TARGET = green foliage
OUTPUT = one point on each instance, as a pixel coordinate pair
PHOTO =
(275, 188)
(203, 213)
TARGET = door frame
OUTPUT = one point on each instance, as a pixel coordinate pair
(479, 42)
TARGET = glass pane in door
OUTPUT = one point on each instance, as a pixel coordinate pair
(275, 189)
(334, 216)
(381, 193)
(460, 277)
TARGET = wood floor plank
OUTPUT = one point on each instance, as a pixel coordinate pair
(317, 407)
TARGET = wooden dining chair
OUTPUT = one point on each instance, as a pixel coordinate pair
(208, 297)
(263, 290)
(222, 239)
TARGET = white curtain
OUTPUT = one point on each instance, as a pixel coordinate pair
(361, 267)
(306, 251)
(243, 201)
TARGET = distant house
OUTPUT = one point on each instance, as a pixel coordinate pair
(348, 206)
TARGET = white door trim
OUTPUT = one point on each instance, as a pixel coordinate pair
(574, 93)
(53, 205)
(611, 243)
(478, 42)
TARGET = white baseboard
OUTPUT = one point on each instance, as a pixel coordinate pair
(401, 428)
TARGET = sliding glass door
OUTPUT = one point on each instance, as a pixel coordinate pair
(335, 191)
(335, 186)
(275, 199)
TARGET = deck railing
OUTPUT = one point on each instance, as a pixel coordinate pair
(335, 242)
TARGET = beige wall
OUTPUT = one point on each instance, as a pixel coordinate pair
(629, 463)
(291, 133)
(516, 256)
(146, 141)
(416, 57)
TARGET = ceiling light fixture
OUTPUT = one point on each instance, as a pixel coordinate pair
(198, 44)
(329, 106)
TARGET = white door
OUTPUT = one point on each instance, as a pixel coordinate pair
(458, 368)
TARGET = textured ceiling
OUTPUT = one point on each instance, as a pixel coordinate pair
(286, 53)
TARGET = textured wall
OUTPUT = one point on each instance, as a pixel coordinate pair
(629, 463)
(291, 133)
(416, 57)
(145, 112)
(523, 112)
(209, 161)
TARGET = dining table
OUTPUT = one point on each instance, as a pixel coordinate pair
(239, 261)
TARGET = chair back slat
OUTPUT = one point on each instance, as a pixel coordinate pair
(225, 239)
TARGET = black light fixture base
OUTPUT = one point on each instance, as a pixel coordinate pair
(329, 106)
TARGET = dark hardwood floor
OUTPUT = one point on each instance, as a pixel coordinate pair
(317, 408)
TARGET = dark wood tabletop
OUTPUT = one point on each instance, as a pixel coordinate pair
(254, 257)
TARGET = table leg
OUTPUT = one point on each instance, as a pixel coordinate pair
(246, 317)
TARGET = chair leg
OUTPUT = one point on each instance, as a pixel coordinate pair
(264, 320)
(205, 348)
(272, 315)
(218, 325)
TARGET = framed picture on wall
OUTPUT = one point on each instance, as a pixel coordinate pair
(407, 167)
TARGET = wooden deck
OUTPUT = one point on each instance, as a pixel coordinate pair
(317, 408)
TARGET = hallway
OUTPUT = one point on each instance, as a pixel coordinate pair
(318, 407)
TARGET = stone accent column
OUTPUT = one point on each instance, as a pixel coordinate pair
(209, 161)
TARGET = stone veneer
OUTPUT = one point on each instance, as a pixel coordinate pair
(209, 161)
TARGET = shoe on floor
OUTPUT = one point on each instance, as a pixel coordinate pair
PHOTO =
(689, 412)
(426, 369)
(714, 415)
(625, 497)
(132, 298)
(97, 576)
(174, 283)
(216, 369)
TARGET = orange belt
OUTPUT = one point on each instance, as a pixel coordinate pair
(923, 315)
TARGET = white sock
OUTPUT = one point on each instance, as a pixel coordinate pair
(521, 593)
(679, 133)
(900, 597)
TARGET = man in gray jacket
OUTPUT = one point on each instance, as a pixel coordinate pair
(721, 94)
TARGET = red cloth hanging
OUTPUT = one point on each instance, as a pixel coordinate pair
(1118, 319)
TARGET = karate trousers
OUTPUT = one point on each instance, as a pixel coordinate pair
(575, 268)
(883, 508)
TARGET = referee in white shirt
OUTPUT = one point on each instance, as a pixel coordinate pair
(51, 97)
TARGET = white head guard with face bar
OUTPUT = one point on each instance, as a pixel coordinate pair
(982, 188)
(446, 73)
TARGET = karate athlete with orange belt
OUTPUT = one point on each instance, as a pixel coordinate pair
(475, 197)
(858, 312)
= = = = = = =
-- BRIEF --
Write down again, exactly as given, only the lines above that fall from the line with "TARGET = textured ceiling" to the line with "TARGET = stone accent column", inclusive.

-- RESULT --
TARGET = textured ceiling
OUTPUT = one point on each instance, as a pixel coordinate pair
(286, 53)
TARGET = textured wall
OUTPUT = one point on each instance, as a pixel coordinate pair
(629, 463)
(291, 133)
(416, 57)
(145, 112)
(523, 112)
(209, 161)
TARGET = dining table
OUTPUT = one point on each instance, as a pixel coordinate pair
(239, 261)
TARGET = chair back slat
OUTPUT = one point on each instance, as a pixel coordinate pair
(225, 239)
TARGET = black light fixture base
OUTPUT = one point on each instance, as a pixel coordinate pair
(329, 106)
TARGET = dark hardwood floor
OUTPUT = one point on each instance, as a pixel coordinate pair
(317, 408)
TARGET = dark wood tabletop
OUTPUT = one point on each instance, as a pixel coordinate pair
(254, 257)
TARGET = table leg
OUTPUT = one point on each instance, as a pixel coordinate pair
(246, 317)
TARGET = chair leg
OUTPUT = one point on each instance, as a pixel coordinate pair
(264, 320)
(205, 348)
(272, 315)
(218, 325)
TARGET = framed picture on wall
OUTPUT = one point on each instance, as a pixel coordinate pair
(407, 167)
TARGET = wooden deck
OUTPUT = one point on each instance, as a pixel coordinate pair
(317, 408)
TARGET = hallway
OUTPUT = one point on each instance, as a pixel coordinate pair
(318, 407)
TARGET = stone accent column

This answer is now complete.